- _Your objective_
From the material below, pick out every line that contains the string "positive", matching case.

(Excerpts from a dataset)
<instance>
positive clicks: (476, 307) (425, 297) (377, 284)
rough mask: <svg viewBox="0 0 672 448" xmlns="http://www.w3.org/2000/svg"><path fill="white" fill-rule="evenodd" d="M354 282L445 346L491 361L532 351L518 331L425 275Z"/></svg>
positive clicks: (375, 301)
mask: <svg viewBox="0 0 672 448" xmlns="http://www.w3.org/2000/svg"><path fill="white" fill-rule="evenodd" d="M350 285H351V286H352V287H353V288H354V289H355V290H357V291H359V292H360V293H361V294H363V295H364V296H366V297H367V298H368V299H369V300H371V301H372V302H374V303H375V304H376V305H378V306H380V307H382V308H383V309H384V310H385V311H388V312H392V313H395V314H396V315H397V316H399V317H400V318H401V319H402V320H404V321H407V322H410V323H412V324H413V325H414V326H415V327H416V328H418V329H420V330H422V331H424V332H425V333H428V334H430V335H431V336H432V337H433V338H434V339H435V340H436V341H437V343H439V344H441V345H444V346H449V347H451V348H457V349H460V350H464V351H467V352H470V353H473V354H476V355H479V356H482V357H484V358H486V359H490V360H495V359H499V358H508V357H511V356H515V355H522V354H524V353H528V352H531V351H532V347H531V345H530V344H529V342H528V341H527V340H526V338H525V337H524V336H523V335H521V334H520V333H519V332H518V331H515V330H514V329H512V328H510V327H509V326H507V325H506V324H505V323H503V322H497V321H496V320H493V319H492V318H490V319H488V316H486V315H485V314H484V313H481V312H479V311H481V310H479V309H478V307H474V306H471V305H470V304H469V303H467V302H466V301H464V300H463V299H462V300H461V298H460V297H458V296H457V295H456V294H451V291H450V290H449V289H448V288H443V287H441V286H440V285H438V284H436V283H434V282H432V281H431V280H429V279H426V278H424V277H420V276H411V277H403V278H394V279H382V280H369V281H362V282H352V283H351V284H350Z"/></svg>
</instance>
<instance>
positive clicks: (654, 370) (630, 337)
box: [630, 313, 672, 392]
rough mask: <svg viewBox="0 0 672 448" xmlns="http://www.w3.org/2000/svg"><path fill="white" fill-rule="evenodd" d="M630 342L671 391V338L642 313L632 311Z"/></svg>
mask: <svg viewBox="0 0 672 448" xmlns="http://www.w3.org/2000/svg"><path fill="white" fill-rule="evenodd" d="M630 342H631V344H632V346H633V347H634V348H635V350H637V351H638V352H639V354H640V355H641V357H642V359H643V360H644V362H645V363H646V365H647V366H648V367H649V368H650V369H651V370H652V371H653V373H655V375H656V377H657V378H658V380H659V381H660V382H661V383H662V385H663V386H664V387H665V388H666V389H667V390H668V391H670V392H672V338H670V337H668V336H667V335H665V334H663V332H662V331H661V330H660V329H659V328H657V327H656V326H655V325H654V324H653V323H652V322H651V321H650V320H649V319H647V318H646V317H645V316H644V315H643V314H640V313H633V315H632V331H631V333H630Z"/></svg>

--

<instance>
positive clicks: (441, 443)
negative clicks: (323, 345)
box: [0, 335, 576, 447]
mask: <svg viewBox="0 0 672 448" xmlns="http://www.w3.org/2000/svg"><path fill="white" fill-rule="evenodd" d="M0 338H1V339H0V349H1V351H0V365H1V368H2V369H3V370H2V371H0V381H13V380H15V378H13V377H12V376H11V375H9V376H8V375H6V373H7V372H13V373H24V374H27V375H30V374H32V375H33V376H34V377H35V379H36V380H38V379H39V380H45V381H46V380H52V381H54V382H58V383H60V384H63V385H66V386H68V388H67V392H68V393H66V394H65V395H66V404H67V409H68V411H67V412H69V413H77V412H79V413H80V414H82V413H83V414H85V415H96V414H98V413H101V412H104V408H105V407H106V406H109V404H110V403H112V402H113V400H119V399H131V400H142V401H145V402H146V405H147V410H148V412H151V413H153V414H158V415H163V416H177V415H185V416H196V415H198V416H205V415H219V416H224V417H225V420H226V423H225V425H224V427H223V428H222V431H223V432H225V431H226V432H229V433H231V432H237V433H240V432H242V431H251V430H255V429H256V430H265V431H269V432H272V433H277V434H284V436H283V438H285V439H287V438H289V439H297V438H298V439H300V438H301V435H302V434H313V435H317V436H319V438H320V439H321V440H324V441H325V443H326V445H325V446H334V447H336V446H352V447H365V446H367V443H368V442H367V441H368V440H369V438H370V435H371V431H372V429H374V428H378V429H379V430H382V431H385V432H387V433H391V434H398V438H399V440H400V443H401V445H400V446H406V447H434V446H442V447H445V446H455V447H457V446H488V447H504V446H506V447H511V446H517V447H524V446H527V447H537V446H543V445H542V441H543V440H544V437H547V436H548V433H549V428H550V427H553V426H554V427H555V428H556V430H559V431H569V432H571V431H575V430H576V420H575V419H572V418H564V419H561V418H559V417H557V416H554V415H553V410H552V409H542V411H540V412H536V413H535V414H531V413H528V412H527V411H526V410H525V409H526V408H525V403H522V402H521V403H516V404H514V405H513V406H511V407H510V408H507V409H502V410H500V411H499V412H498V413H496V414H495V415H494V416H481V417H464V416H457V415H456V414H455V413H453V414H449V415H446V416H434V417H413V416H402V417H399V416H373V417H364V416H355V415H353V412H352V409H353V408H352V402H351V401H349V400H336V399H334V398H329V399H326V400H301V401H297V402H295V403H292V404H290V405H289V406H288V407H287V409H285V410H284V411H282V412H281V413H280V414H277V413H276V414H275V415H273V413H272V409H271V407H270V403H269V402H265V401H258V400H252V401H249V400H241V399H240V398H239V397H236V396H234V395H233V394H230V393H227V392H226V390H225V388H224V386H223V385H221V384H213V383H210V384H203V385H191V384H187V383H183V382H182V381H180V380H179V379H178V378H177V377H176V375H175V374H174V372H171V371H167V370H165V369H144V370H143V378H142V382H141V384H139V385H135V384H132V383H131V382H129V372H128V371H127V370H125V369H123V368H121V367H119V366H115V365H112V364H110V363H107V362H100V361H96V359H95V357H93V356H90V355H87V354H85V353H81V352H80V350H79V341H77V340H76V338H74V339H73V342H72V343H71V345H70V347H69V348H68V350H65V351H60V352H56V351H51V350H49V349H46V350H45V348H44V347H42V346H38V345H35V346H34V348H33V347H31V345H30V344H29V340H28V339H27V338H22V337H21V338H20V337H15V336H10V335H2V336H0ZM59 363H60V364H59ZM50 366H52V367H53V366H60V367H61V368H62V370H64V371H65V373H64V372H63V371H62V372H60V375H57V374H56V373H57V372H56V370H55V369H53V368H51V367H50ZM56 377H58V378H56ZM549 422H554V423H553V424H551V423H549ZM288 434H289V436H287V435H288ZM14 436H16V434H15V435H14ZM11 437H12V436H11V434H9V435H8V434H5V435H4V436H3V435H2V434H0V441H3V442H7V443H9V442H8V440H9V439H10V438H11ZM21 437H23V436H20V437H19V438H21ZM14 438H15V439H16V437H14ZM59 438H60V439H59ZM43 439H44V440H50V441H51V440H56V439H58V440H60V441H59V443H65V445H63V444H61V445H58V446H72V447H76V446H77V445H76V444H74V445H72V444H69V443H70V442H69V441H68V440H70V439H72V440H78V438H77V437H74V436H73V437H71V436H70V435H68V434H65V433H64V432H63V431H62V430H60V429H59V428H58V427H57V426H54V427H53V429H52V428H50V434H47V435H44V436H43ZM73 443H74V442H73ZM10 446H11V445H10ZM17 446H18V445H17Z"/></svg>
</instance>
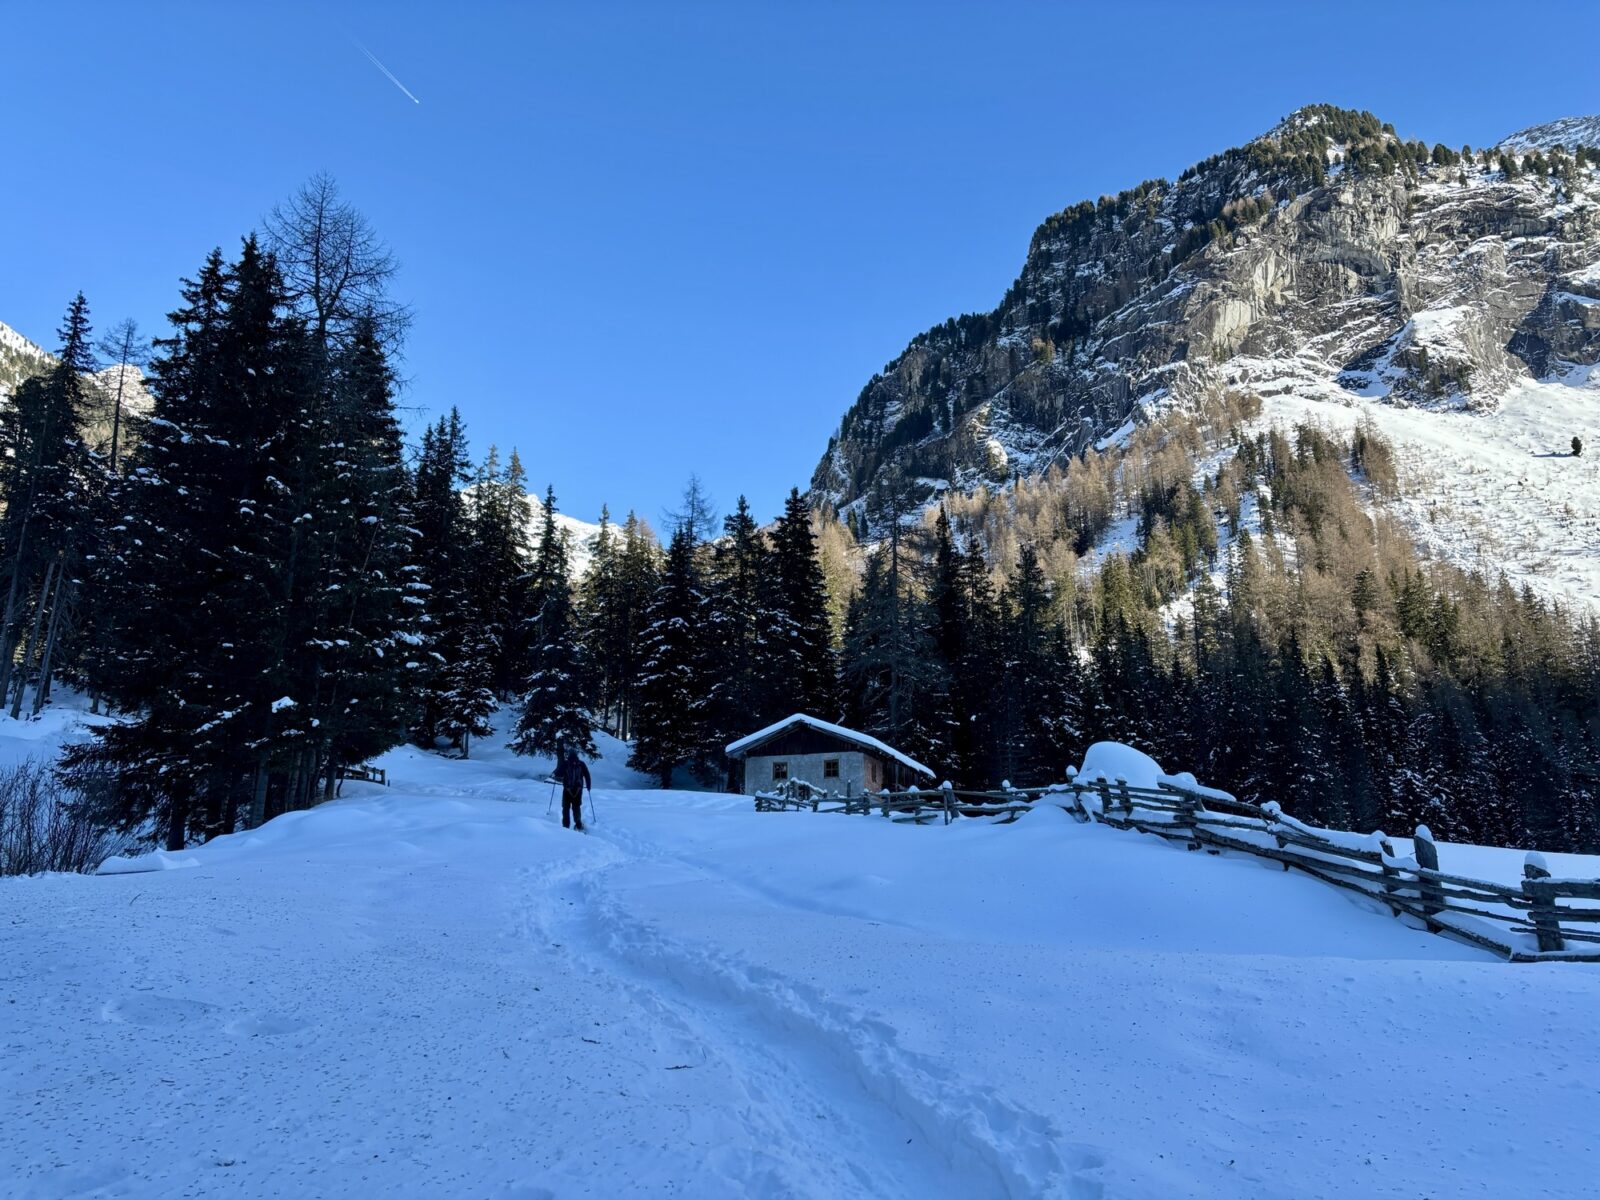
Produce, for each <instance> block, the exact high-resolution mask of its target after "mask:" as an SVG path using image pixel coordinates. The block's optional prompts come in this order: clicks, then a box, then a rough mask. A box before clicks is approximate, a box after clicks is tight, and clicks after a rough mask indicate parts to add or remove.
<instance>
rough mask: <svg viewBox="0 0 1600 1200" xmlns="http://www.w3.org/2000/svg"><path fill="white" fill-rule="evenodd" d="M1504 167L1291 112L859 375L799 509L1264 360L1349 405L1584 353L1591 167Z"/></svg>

- _Task response_
positive clicks: (476, 307) (425, 297) (377, 284)
positive clicks: (375, 301)
positive clicks: (654, 370) (630, 337)
positive clicks: (441, 443)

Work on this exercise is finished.